::: Entries supplied

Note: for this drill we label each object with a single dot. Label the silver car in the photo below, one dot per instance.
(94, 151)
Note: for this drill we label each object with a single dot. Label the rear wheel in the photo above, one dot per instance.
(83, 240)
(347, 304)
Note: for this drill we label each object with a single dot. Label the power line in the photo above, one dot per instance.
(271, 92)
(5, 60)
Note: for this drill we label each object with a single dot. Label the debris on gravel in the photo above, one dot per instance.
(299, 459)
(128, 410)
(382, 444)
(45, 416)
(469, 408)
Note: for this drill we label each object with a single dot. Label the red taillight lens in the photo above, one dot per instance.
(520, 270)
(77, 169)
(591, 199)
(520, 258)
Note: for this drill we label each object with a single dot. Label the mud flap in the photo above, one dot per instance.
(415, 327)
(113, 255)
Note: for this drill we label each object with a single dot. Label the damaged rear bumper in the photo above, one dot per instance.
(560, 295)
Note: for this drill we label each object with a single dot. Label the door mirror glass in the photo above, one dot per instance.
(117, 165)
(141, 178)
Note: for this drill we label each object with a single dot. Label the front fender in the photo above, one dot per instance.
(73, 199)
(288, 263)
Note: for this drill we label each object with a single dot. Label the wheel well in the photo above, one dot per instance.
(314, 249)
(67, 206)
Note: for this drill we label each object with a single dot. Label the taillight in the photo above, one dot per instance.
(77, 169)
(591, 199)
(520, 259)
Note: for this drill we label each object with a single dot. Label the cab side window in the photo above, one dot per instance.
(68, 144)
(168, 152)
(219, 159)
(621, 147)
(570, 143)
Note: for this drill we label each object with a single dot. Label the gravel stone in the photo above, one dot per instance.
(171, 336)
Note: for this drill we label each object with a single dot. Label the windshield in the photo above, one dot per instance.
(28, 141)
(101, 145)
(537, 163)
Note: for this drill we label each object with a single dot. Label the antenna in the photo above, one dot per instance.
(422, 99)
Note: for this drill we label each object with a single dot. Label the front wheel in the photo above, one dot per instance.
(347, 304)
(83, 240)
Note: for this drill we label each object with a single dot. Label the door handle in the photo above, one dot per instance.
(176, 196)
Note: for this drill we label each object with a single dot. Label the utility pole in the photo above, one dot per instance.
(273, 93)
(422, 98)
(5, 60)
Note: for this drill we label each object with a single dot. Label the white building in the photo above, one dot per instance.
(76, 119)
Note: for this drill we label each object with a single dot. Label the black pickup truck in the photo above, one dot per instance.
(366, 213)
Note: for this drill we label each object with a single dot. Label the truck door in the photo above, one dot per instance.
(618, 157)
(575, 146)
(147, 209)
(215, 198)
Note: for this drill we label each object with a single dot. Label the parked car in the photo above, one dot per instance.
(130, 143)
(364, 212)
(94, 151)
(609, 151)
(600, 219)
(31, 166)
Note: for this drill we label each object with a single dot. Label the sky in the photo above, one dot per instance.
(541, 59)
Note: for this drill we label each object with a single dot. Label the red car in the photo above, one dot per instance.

::::::

What is needed:
Reply with the complete records, restated exactly.

Result for this task:
Note: for this drill we label each object with a single dot. Label the silver car in the photo below, one dot per instance.
(94, 151)
Note: for this drill we label each object with a single dot. Label the rear wheel in the photo above, one dot per instance.
(83, 240)
(347, 304)
Note: for this drill we label each object with a single dot. Label the power line in the photo above, one dot per instance.
(271, 92)
(5, 60)
Note: for this drill we label each object with a single dot. Label the debris on gravel in the photo above, one dot per instance.
(299, 459)
(128, 410)
(382, 444)
(45, 416)
(469, 408)
Note: for this drill we label each object with a single dot. Label the red taillight lens in the photo above, one dot per instance.
(520, 270)
(77, 169)
(591, 199)
(520, 258)
Note: for this drill we label each object with a single dot. Label the mud flap in the photo above, one dot per instance.
(415, 327)
(113, 255)
Note: for this drill we label each object with a single dot. Label the damaged rear bumper in the photo above, one dot per instance.
(560, 295)
Note: for this drill we label each object with a single dot. Label the door mirror glass in the photo above, one dot per instance.
(117, 165)
(141, 178)
Note: for this drill we label each object with a single dot. Label the front fender in the photo above, one dot per instance.
(73, 199)
(288, 263)
Note: for this drill we label each object with a single dot. Label the wheel well in the photo above, one dot per instance.
(314, 249)
(67, 206)
Note: for this drill we label each object with a single dot. Label the taillight in the photo above, one dot per instance.
(77, 169)
(591, 199)
(520, 259)
Note: for this drill we label each object with a single dot. Label the cab side window in the photo above, one dot per instance.
(68, 144)
(168, 152)
(219, 159)
(621, 147)
(570, 143)
Note: for this drill we label each object with a single dot. Label the gravel stone in the photo above, one dot per instance.
(171, 336)
Note: for this drill we label each object with a single dot. Label the windshield in the photo above, one dot per instance.
(28, 141)
(101, 145)
(537, 163)
Note: for this drill we label each object with a single dot. Label the antenna in the photo above, one dot per instance.
(422, 99)
Note: for this drill we label each object with a single dot. Label the front wheel in the photo above, one dot per instance.
(347, 304)
(83, 240)
Note: for this drill we label each object with a single dot. Label the door handle in the photo above, one dot per instance.
(176, 196)
Note: for this drill we label each object with a single dot. Label the utility pole in the photo above, one dot per instance.
(273, 93)
(422, 98)
(5, 60)
Note: for this drill we label each object with a single dot. Label the white building in the photo above, one dot per instance.
(76, 119)
Note: for this drill we label each object with a single dot. Label the black pickup truck in the photo above, one dot per instance.
(366, 213)
Note: for this drill we label each object with a single dot. Label the truck door in the photo above, one dot per instance.
(618, 157)
(575, 146)
(147, 209)
(215, 198)
Note: for this drill we label each object with a single dot. Label the parked car in the photo above, one dot per instance.
(130, 143)
(364, 212)
(94, 151)
(609, 151)
(600, 219)
(31, 166)
Note: for this drill we label each object with a single dot. Label the sky in the photo above, one dot per instance.
(541, 59)
Note: for this drill we label each object with a single dot. Label the red car in the photo above, one dot per instance.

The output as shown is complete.